(Saved entries)
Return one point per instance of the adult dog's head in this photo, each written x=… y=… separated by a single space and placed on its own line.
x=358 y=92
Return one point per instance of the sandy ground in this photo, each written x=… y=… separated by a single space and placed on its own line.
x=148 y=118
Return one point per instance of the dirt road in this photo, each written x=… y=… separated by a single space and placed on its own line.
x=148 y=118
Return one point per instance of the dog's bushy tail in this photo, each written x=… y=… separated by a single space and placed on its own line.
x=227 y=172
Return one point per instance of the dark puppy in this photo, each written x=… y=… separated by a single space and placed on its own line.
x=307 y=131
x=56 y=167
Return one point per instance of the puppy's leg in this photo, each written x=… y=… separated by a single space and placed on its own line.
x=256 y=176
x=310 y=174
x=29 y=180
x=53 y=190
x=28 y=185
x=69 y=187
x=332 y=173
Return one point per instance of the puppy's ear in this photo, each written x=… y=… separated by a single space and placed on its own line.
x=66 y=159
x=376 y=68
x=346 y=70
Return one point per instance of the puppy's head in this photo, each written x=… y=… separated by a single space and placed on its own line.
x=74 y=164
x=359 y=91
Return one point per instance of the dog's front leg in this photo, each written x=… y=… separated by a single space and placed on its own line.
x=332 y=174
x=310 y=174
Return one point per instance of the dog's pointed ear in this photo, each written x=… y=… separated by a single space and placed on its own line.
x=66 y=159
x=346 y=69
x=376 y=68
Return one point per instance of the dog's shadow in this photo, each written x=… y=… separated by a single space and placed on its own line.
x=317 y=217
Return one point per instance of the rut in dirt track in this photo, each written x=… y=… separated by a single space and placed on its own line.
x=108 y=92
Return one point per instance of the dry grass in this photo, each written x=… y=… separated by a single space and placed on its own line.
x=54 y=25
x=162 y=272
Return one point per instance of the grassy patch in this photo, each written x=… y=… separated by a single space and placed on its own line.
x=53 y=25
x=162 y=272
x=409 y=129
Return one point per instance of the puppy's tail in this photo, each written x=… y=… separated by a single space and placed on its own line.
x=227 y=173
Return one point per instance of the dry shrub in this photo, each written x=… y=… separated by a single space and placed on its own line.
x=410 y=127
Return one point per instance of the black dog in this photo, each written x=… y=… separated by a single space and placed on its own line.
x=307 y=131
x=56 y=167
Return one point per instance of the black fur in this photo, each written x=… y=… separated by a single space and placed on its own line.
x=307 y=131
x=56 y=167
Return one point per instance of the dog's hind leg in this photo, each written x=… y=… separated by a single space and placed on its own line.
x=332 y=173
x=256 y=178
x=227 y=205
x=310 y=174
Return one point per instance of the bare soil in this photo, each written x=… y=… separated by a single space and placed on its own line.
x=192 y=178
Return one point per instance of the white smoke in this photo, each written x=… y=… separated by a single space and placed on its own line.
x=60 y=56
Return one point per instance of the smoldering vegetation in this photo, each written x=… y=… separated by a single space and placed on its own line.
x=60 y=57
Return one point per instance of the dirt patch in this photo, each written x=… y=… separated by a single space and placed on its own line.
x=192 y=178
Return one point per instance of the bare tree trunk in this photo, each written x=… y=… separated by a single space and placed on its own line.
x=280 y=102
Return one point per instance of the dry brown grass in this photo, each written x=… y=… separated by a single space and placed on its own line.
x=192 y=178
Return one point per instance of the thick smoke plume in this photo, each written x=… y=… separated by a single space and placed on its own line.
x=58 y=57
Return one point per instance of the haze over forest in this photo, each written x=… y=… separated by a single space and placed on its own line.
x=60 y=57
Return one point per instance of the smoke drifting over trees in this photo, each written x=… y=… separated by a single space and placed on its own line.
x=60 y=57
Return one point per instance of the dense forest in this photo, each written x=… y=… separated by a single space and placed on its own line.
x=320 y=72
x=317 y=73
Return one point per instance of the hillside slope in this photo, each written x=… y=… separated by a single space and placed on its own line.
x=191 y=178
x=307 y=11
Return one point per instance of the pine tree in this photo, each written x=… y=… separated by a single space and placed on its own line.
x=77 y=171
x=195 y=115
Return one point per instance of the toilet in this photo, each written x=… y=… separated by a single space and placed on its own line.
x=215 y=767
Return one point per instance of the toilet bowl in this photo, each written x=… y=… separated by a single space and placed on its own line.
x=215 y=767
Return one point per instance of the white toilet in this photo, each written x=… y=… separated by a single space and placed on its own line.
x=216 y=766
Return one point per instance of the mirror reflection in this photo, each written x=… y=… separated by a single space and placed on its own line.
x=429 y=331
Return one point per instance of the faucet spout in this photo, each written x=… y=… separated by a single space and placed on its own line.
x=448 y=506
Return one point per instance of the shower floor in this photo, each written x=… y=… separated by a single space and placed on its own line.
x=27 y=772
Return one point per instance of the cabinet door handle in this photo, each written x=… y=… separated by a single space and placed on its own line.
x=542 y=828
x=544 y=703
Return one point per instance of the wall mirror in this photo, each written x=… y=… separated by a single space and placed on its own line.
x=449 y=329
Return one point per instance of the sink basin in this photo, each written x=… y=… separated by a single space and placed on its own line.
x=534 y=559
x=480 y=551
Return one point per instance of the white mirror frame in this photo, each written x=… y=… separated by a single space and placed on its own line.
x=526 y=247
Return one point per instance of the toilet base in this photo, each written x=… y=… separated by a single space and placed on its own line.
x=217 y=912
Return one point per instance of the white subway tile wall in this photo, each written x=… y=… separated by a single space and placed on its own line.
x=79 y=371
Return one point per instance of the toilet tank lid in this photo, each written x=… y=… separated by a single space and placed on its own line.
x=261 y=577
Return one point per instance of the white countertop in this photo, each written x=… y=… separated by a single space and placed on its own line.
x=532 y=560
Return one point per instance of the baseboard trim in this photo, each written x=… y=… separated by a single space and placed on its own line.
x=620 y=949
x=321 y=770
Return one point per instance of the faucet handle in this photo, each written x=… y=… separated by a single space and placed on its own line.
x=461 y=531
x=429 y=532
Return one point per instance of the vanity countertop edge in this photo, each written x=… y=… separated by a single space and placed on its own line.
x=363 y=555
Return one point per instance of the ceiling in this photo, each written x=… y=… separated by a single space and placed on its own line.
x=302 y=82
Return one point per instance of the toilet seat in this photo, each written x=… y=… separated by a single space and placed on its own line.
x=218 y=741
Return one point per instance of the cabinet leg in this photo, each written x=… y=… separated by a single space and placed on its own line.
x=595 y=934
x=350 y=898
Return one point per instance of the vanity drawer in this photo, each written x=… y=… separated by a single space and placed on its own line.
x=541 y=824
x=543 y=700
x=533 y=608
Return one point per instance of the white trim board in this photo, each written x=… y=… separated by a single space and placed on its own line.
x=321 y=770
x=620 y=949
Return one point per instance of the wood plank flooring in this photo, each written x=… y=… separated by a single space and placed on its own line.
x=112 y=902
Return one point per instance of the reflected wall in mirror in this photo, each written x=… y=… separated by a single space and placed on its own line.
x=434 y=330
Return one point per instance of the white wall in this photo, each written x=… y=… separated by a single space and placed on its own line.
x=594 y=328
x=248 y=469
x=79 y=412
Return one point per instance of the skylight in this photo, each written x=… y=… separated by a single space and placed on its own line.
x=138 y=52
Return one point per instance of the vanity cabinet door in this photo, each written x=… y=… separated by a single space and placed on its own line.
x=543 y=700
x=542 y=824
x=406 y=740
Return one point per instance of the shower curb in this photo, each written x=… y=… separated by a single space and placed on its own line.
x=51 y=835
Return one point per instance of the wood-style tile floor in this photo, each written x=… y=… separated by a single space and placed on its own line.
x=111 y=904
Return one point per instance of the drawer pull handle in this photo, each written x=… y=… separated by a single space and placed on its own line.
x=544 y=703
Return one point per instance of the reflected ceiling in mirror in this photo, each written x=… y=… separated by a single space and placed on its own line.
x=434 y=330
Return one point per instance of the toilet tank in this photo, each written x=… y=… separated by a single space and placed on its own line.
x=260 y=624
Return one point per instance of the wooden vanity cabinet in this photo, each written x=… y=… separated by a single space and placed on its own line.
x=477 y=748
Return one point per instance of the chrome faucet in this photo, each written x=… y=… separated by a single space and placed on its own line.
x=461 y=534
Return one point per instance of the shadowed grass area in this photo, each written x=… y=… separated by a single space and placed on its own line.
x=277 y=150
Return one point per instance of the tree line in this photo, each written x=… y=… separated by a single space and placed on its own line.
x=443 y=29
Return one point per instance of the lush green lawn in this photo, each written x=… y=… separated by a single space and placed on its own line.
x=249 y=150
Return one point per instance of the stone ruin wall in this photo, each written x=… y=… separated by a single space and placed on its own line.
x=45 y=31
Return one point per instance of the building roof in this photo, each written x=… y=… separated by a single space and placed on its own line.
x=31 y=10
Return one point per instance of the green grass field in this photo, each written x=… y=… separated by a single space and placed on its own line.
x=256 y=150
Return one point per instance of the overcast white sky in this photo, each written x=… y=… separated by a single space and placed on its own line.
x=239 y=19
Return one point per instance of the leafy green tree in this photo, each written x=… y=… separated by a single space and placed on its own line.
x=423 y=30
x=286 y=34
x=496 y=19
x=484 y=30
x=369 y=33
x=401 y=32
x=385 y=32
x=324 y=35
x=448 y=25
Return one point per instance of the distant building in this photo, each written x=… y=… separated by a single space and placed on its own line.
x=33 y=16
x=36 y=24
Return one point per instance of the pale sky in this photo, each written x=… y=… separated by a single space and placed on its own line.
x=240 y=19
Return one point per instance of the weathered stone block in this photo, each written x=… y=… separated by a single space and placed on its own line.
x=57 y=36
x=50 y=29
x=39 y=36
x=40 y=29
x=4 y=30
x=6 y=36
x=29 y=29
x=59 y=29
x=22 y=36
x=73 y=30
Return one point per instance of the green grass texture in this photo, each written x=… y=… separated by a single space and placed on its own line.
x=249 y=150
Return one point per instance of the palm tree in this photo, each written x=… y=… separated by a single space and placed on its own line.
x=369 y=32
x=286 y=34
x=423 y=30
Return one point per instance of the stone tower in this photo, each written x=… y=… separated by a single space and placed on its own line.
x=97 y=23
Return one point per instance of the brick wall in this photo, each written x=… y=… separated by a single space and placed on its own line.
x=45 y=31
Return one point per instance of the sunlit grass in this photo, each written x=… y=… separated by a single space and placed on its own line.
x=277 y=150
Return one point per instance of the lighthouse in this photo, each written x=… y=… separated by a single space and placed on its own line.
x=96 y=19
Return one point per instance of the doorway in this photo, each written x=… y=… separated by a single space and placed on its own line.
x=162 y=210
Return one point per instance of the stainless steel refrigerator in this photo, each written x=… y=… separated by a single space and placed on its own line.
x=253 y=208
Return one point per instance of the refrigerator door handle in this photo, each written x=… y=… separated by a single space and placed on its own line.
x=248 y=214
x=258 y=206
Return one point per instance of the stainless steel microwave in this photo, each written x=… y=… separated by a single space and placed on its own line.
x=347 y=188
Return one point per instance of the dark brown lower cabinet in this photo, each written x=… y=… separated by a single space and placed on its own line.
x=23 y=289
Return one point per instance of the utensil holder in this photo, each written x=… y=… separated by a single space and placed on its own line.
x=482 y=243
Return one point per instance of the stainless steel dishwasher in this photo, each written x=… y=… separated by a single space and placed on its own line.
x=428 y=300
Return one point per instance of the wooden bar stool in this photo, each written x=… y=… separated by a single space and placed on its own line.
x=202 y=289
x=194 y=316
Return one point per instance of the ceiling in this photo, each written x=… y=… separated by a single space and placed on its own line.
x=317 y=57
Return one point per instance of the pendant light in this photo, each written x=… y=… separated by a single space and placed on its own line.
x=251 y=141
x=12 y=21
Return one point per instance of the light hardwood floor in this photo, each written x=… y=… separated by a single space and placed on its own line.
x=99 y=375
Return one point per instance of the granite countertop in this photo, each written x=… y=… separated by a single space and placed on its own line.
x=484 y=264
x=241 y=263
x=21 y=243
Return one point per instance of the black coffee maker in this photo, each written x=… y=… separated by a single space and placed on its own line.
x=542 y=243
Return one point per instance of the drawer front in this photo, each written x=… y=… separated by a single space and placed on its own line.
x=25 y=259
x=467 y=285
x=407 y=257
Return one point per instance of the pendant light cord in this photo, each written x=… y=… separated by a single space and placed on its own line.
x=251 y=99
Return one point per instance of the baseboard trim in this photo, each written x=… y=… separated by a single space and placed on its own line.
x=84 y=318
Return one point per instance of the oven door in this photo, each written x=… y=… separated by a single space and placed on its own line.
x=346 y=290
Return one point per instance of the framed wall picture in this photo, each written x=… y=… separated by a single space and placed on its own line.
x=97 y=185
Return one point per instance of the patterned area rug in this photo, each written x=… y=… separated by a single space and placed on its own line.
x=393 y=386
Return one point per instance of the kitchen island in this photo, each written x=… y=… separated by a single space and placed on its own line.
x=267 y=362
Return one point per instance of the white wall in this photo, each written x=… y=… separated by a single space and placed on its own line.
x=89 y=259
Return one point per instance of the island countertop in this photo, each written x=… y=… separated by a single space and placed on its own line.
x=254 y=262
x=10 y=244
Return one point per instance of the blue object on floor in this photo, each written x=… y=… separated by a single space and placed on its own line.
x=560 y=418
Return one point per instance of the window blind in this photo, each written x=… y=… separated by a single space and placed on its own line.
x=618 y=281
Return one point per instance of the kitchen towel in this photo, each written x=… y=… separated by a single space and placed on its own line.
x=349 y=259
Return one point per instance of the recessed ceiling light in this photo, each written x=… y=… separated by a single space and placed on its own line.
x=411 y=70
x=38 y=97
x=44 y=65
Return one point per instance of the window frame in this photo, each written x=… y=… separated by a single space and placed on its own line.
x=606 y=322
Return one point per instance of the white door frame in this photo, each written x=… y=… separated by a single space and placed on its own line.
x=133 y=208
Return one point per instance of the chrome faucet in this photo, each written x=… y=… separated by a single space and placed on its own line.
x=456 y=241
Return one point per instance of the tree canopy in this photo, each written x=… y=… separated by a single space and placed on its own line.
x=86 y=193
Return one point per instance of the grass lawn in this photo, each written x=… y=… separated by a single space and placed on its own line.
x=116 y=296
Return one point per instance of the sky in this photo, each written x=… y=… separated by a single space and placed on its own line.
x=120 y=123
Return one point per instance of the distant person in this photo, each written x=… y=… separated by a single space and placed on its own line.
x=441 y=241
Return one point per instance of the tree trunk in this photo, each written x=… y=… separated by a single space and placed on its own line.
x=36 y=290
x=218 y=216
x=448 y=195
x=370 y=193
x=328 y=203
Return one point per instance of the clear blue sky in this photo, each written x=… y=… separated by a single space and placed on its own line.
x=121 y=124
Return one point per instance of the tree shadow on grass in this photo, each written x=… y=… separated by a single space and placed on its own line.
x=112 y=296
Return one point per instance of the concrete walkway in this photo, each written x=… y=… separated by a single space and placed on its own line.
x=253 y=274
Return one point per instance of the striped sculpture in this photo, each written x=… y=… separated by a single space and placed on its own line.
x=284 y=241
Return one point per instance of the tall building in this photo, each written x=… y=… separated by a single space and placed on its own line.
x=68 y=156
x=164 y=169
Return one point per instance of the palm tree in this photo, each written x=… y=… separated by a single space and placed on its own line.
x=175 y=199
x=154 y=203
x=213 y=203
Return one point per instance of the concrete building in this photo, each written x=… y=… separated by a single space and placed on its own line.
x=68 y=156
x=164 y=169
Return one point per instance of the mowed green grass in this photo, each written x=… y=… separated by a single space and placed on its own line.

:: INSTRUCTION ::
Copy exactly the lines from the one containing "Return one point per instance of the grass lawn" through the last line of the records, both included, and nothing else.

:: TASK RESULT ::
Return one point per instance of the grass lawn in this photo, each written x=… y=… separated by a single space and placed on its own line.
x=116 y=296
Return one point per instance of the sky in this photo, each written x=… y=… separated by a single space and placed on its own line.
x=120 y=123
Return one point per instance of the distant person in this photo, each written x=… y=… separated by a single space and placed on its own line.
x=441 y=241
Return one point per instance of the tree trunk in this photo, each written x=… y=… separated by a single space and placed on its own line.
x=36 y=290
x=218 y=216
x=448 y=195
x=370 y=193
x=328 y=203
Return one point per instance of the clear blue sky in this photo, each written x=… y=… separated by a single space and placed on its own line.
x=121 y=124
Return one point per instance of the tree shadow on grass in this photo, each written x=… y=… separated by a single space and placed on its own line.
x=112 y=296
Return one point per instance of the concrete walkway in this photo, each written x=… y=… separated by a single space and placed on its own line.
x=253 y=274
Return one point per instance of the striped sculpture in this photo, each written x=… y=… separated by a single space and placed on its own line.
x=284 y=241
Return one point per instance of the tall building in this photo, each written x=… y=… separated by a single space and placed on its own line.
x=68 y=156
x=164 y=169
Return one point per instance of the palm tree in this photo, each written x=… y=… separated by a single space and placed on its own line.
x=175 y=199
x=154 y=203
x=213 y=203
Return one point per instance of the concrete building in this photo, each written x=… y=… separated by a single space and placed on its own line.
x=68 y=156
x=164 y=169
Return one point per instance of the mowed green grass in this photo, each written x=… y=… separated by a single space and placed on its own line.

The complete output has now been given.